[TASK TO CARRY OUT] Give again every line from the one with "Target: rivet on metal panel" through the last line of the data, exactly, and leave out the lines before it.

= = = = = = =

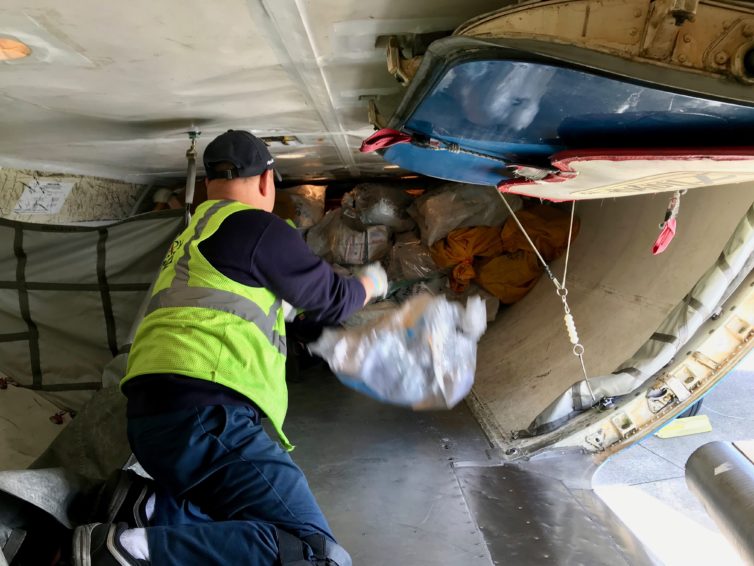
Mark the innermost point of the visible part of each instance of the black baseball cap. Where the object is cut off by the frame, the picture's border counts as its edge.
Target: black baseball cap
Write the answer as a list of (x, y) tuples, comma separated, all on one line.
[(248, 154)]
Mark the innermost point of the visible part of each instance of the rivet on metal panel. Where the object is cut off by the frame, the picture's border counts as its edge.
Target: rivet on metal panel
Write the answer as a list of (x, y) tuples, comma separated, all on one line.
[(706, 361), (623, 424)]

= = = = = = =

[ANSWER SPACE]
Target: rivet on metal panel
Write the answer as a list of (x, y) tuples, comma separated, all on one line.
[(706, 361), (623, 424)]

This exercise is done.